■ **ЗАДАНИЕ**
Выпишите все виды ощущений, перечисленные в тексте о восприятии в изложении анализа ощущений, проделанного Мерло-Понти.

Вместо того чтобы рассматривать восприятие как физиологическую функцию тела, Мерло-Понти говорит, что тело обеспечивает условия для восприятия объектов и извлечения смыслов из этого восприятия. Объект — это структура для сознания, а сознание всегда направлено на какой-то объект. Сознание объекта и структура для сознания, которую дает объект, не могут существовать друг без друга4. Таково диалектическое взаимодействие. Каждая из сторон подразумевает наличие другой, своей противоположности. Тело приобретает завершенность только вместе с сознанием. Объект, таким образом, противоположен телу и существованию, которому тело придает устойчивую структуру. Смысл — настолько же принадлежит телу, насколько и объекту: по выражению Мерло-Понти, «j'en suis», — «я есть с этим». Джорджи (1975), защищая ту же идею, говорит: «Обтекаемость форм является свойством самолета, так же как и свойством моего восприятия, когда я смотрю на самолет» (р. 207). Это не значит, что одно объективно, а другое субъективно. Обе точки зрения объективны, — каждая по-своему.
Согласно анализу ощущений, проделанному Мерло-Понти, каждый из видов ощущений — вкус, зрение, слух, обоняние — привязан к своей отличной от других структуре поведения, причем эти структуры не могут заменять друг друга, но могут взаимно глубоко проникать друг в друга. Мы смотрим на барабан и видим его громкость. Мы читаем афоризм и видим его мораль. Мы видим прочность в стальном бруске и тяжесть в огромном валуне; мы слышим огонь в «зажигательном» джазе*; мы слушаем музыку с живым ритмом и чувствуем прилив энергии. Перцептивный синтез происходит на уровне тела, а не на уровне мышления или интерпретации. Мы смотрим на мир двумя глазами и видим единую картину не потому, что образы трансформируются нейронами, не потому что мы мысленно объединяем две картины или реинтер-претируем две картины как одну, а вследствие организации человеческого тела как взаимодействующего с окружающим миром. Межмодальные сенсорные события (слышимый огонь в звуке джазовой трубы) предполагают участие перцептивного синтеза, подобного тому, который имеет место в случае внутримо-дальных перцептивных событий (когда мы смотрим двумя глазами и видим один предмет). Чувственное восприятие (sensing) требует участия всего тела, но в особенности — связанной с ним сенсорной модальности. Нет никакой надобности в интерпретаторе — нейронном или интеллектуальном. Вместо этого существует единство зрительной интенционалыюсти с видимым объектом. Мерло-Понти говорит о «корнях разума в теле и в мире» (1964b, p. 103), в противопо-
ложность концепции восприятия как результата механистического воздействия стимулов на органы чувств, или разума как интерпретирующего агента, помещенного внутри тела. Вероятно, высказывание по поводу цвета, приведенное ниже, также описывает ту глубокую взаимозависимость тела и его мира, которую подчеркивает Мерло-Понти: «цвета... сами по себе представляют различные модальности нашего сосуществования с миром» (1964b, p. 5).

[Данные референциальных выражений]
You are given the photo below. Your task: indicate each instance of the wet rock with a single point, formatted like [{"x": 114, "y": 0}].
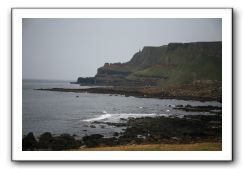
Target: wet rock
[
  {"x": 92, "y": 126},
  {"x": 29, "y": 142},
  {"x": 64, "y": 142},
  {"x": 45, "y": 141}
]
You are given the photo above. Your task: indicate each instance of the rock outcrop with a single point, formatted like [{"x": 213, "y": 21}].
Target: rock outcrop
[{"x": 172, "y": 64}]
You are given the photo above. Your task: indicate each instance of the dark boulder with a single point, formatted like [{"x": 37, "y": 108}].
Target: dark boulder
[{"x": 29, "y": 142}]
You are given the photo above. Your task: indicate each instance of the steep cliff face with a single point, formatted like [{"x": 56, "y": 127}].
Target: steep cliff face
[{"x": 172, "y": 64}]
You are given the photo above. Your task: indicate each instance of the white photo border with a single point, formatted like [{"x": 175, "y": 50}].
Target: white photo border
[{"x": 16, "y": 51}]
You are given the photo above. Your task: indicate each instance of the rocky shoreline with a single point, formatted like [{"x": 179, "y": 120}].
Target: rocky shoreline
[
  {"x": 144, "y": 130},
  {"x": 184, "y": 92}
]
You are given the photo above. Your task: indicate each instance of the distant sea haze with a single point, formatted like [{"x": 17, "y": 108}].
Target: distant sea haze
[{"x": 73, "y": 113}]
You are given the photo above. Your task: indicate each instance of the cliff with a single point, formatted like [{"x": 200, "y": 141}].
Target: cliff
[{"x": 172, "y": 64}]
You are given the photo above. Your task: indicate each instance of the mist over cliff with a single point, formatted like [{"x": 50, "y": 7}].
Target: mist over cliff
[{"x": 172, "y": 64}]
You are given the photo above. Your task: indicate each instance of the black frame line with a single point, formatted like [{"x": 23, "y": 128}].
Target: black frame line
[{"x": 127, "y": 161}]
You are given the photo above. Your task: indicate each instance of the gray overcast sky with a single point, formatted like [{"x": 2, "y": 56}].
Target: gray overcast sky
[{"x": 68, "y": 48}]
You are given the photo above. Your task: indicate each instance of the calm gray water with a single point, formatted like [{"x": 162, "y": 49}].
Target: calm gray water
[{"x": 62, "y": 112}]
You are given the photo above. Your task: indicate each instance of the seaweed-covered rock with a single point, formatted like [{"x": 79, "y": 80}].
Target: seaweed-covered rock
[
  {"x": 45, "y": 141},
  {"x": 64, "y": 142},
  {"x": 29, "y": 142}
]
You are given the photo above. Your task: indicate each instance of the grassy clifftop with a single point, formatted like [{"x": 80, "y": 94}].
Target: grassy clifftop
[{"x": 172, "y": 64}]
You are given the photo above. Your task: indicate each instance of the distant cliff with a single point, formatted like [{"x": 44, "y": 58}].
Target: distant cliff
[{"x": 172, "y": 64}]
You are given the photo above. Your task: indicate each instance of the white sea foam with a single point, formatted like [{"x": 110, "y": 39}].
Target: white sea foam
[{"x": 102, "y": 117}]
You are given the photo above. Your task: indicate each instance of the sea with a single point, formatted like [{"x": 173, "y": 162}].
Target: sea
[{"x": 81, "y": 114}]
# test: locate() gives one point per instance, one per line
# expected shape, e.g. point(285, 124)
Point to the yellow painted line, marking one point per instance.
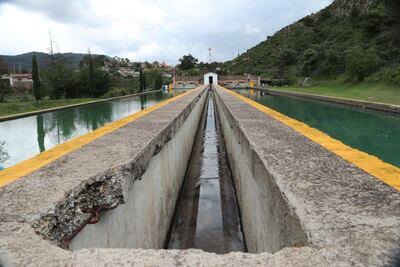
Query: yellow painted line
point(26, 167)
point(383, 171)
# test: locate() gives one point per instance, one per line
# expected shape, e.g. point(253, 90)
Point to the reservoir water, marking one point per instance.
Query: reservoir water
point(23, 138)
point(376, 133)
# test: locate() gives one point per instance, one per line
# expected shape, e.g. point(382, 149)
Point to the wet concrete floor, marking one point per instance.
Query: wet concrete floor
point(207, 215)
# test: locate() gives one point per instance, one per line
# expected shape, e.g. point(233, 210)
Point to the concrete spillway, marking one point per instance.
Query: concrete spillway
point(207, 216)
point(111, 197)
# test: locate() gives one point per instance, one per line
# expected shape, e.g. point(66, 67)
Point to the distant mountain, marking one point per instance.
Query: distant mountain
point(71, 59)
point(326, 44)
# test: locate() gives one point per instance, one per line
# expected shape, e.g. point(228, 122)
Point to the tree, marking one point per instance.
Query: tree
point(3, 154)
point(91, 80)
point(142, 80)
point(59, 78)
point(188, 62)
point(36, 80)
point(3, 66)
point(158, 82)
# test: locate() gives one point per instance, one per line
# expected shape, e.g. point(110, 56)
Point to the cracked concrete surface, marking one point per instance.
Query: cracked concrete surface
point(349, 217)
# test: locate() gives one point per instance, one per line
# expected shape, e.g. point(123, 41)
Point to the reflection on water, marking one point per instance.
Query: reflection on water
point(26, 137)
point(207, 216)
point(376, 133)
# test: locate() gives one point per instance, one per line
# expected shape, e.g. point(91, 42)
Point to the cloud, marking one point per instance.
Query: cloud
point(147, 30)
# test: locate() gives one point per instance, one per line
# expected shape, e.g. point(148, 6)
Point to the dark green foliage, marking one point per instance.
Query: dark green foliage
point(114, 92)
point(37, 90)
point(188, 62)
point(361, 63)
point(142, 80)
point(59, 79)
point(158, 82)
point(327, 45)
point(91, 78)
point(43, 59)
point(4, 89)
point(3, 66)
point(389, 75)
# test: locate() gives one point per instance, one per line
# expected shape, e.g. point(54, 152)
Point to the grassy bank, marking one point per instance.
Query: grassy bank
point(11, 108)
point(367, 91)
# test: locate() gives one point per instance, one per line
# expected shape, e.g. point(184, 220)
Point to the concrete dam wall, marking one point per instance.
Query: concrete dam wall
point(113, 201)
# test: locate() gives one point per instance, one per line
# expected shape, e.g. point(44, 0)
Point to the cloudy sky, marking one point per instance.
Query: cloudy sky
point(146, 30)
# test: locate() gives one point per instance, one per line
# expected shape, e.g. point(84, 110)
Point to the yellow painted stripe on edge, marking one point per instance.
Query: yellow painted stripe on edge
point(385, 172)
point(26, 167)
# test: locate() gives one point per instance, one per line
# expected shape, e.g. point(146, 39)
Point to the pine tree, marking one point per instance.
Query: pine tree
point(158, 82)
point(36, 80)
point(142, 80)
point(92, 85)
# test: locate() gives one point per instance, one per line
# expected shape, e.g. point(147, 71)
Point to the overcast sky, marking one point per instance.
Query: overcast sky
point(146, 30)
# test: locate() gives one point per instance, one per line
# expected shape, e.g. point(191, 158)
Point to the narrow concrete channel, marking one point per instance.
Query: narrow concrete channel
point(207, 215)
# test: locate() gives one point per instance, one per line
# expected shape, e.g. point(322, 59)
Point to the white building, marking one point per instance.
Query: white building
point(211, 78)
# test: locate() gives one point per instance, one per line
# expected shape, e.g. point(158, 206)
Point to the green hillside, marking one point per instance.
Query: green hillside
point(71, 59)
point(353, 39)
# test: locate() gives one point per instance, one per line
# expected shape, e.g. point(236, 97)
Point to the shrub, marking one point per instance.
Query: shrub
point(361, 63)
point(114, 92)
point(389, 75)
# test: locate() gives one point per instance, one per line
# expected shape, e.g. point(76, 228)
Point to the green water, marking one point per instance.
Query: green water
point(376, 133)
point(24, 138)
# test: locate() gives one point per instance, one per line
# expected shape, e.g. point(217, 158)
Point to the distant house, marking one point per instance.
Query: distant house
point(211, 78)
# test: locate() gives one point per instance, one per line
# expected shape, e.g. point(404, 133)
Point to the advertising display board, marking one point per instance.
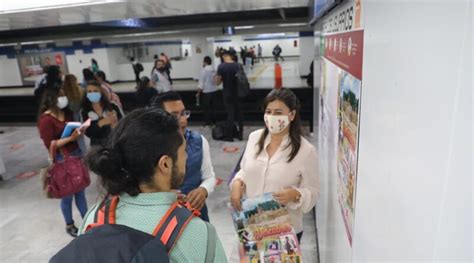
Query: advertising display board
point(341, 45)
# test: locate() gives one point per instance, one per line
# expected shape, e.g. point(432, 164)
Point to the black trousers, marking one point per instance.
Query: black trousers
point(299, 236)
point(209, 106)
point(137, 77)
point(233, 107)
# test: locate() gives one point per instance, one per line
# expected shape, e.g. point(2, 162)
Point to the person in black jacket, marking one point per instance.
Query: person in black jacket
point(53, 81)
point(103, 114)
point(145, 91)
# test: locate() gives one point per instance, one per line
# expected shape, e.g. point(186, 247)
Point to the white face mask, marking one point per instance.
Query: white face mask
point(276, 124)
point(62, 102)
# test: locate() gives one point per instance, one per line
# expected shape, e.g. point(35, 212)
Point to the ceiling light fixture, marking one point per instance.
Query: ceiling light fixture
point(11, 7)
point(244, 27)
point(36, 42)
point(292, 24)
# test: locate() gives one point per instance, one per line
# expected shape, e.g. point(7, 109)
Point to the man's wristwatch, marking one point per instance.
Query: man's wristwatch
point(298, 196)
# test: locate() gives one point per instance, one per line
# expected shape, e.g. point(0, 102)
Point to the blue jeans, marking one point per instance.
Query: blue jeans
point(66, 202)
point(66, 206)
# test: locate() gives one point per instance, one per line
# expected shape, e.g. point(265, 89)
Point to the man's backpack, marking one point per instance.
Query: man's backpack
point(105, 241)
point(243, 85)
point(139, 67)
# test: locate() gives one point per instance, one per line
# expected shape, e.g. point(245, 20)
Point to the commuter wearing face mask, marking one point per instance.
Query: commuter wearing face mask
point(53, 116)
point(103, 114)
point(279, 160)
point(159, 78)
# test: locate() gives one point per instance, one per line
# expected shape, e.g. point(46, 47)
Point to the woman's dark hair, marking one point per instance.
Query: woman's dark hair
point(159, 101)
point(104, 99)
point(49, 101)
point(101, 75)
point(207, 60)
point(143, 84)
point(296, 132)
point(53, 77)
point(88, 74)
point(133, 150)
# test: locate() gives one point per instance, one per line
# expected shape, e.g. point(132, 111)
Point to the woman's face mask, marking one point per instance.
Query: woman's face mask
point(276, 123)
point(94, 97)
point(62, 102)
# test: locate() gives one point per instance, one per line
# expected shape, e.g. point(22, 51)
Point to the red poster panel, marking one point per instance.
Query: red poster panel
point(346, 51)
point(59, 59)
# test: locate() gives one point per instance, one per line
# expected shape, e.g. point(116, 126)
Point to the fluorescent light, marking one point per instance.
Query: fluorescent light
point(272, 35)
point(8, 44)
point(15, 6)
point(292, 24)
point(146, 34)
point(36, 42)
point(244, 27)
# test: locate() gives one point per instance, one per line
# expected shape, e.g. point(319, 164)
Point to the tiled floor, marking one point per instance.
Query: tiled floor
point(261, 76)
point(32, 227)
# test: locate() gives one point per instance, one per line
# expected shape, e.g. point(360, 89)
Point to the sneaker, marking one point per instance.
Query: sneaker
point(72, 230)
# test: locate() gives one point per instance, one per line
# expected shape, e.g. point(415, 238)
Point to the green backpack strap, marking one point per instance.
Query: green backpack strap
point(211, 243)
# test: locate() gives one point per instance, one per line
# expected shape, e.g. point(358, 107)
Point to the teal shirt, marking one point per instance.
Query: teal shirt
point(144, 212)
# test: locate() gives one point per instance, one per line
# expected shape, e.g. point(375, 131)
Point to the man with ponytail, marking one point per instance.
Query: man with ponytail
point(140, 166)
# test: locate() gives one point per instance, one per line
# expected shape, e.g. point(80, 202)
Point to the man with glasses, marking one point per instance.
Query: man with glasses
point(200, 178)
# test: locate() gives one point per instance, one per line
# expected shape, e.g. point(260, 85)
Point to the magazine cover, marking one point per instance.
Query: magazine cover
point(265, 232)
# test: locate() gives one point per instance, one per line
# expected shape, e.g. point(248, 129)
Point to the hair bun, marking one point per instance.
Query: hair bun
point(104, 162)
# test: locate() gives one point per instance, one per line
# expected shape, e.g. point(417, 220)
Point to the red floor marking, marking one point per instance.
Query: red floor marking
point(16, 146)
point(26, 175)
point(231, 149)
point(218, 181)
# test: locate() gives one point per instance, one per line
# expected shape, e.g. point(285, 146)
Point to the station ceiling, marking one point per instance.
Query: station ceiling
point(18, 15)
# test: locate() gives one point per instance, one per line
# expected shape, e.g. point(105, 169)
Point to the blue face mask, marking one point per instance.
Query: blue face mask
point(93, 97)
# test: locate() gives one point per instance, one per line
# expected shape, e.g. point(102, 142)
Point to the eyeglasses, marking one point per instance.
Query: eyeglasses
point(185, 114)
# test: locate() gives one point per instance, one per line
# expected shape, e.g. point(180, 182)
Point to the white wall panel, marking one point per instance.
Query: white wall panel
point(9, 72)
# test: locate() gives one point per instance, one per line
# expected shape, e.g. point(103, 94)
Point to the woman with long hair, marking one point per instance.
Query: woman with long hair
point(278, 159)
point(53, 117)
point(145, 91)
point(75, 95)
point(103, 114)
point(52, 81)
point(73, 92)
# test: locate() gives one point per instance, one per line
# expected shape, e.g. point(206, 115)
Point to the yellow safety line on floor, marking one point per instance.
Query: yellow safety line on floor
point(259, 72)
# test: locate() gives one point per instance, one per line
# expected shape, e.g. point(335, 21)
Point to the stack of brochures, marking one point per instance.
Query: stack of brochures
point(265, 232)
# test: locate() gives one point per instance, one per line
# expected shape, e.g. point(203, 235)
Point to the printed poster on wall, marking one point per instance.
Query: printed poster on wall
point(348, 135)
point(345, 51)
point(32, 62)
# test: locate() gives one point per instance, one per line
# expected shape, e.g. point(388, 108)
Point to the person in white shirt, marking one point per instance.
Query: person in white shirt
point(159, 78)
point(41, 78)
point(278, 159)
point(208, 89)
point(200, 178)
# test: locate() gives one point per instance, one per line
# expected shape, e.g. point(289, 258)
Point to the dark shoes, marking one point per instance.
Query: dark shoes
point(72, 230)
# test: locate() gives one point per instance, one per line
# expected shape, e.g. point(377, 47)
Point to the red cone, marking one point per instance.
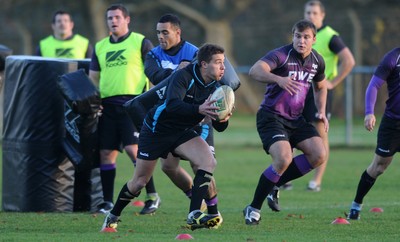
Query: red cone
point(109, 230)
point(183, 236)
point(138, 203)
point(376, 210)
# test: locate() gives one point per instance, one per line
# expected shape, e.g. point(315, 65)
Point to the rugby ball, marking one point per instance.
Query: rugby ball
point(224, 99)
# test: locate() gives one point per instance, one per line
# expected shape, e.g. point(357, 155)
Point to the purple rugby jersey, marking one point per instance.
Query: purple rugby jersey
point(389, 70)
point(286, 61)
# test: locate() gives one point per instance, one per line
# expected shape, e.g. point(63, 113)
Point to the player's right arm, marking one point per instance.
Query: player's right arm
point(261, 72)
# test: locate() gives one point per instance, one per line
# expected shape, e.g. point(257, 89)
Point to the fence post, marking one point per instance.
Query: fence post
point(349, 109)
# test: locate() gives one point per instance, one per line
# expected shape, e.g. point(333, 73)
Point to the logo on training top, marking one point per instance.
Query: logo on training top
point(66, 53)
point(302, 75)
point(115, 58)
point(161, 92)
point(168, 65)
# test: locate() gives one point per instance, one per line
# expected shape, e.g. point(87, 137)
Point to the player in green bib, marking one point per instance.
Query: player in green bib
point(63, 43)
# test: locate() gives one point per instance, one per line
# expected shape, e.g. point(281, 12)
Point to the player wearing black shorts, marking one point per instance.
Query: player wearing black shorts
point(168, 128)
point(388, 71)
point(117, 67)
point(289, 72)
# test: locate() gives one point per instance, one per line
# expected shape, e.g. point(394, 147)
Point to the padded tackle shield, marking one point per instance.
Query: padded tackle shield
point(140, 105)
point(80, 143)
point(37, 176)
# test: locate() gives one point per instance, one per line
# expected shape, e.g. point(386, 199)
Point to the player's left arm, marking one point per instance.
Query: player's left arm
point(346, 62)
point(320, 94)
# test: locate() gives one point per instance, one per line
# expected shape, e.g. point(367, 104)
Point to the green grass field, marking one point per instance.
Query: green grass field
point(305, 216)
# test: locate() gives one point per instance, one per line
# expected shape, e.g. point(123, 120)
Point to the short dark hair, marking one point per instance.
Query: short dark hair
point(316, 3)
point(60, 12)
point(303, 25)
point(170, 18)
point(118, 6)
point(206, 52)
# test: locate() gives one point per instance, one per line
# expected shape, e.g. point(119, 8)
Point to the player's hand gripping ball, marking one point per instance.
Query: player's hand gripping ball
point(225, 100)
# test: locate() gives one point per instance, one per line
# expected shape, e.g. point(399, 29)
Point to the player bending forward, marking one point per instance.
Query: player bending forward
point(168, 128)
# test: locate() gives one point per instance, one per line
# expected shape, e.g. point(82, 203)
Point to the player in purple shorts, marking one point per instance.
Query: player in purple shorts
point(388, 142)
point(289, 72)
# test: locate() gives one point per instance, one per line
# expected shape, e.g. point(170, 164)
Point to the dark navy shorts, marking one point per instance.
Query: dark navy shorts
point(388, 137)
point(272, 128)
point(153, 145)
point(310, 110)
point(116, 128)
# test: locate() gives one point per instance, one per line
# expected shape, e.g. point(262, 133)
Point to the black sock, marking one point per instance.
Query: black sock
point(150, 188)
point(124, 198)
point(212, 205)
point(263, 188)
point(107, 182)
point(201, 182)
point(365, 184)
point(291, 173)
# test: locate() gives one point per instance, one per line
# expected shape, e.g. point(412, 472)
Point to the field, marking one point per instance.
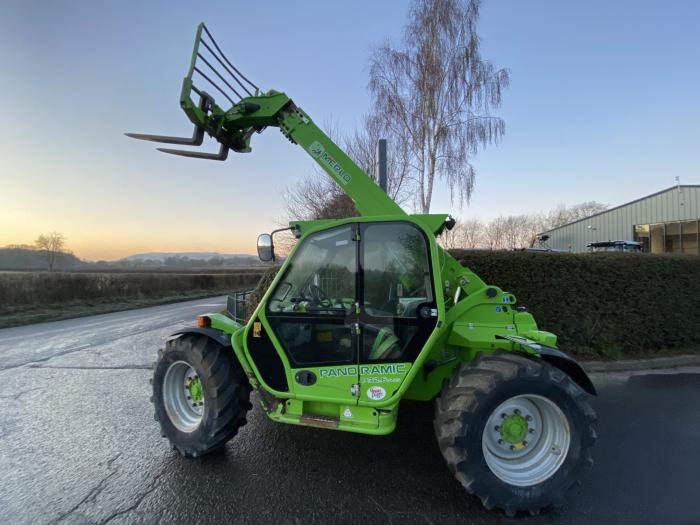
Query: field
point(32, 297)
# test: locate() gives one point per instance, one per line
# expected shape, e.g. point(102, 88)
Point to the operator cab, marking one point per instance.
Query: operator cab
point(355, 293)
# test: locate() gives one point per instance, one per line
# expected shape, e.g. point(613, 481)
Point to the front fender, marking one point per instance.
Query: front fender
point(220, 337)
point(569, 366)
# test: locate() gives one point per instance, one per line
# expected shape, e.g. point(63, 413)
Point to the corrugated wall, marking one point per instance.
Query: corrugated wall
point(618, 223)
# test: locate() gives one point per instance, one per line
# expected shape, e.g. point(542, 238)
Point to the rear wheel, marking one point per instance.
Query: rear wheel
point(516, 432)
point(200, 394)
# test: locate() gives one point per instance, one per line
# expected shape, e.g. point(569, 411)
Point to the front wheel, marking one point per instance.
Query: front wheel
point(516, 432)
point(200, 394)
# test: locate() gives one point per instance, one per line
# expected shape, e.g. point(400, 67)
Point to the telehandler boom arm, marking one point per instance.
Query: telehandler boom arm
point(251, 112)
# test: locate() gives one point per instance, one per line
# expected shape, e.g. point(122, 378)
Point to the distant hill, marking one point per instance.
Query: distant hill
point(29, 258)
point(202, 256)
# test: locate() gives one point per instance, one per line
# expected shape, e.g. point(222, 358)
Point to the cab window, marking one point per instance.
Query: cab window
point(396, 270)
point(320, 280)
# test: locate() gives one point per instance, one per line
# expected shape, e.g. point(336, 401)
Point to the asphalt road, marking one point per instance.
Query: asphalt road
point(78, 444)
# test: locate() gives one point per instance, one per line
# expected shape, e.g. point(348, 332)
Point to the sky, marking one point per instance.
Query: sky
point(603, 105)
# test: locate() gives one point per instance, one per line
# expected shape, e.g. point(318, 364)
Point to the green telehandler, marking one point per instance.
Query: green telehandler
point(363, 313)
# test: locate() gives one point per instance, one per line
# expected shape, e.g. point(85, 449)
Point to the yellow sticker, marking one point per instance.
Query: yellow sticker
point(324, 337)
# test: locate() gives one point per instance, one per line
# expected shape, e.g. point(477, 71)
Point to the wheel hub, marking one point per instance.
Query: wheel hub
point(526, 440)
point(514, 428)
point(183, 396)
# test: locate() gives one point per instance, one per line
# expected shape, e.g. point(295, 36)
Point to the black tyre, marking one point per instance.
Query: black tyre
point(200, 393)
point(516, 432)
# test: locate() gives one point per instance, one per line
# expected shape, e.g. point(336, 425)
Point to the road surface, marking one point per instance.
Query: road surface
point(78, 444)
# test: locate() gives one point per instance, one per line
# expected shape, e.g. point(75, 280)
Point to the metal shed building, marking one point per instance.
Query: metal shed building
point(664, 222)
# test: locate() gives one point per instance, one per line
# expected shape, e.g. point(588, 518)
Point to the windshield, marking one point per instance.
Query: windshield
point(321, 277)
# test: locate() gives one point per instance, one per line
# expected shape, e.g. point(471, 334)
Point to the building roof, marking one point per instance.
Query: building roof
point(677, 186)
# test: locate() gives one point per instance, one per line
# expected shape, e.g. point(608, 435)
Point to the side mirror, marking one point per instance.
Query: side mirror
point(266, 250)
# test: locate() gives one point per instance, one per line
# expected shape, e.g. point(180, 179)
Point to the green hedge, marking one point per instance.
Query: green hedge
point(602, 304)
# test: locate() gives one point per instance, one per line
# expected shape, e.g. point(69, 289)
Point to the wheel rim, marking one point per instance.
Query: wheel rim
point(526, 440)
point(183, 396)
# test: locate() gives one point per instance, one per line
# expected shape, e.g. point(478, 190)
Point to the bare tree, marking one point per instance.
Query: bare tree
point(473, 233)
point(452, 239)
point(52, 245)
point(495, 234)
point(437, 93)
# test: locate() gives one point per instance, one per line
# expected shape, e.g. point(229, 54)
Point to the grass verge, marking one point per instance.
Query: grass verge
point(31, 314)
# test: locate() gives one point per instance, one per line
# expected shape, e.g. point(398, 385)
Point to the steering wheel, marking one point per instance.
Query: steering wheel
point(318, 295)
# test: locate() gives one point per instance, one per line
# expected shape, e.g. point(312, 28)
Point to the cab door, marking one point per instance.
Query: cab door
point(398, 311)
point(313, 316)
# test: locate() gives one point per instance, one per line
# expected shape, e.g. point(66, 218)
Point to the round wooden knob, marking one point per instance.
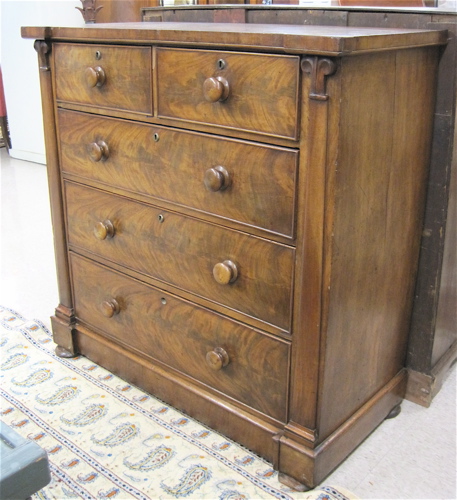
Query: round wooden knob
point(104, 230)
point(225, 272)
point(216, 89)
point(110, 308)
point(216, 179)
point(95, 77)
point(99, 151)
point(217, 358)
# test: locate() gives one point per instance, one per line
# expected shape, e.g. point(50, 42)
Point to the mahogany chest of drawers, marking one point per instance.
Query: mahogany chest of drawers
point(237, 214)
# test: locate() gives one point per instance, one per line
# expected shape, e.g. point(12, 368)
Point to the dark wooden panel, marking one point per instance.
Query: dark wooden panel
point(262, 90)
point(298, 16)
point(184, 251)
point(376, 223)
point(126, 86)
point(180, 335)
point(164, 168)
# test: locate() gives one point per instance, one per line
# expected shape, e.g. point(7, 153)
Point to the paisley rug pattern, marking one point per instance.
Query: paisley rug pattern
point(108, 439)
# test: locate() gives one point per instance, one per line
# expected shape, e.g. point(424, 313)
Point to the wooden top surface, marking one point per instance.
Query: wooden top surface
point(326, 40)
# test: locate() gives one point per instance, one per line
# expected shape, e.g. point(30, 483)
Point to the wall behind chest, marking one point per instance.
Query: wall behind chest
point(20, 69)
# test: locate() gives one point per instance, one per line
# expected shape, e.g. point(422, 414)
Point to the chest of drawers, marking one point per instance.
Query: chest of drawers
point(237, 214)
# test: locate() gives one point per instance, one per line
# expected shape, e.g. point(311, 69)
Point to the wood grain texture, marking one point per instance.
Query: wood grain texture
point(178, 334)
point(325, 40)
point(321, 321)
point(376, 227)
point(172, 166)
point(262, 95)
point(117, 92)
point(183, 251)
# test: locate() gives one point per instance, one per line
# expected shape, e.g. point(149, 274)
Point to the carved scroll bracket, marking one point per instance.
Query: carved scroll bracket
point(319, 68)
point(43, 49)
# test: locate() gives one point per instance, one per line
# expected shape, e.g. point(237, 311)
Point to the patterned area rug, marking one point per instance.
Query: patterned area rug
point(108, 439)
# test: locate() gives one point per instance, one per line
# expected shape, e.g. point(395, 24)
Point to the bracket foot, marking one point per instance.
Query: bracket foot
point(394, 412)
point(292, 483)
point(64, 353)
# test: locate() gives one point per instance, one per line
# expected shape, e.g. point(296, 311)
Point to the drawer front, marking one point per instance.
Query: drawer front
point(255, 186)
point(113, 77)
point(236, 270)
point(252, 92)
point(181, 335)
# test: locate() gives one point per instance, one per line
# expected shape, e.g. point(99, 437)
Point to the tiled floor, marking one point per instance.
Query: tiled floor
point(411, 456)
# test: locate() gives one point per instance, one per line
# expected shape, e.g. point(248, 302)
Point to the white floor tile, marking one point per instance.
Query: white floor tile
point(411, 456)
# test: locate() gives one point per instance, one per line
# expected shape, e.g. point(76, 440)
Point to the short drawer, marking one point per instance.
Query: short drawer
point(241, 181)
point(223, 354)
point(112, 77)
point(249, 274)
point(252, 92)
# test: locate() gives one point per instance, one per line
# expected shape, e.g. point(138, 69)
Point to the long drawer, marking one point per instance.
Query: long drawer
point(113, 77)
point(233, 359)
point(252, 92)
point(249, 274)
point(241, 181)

■ **ОТВЕТ**
Вкус, зрение, слух, обоняние.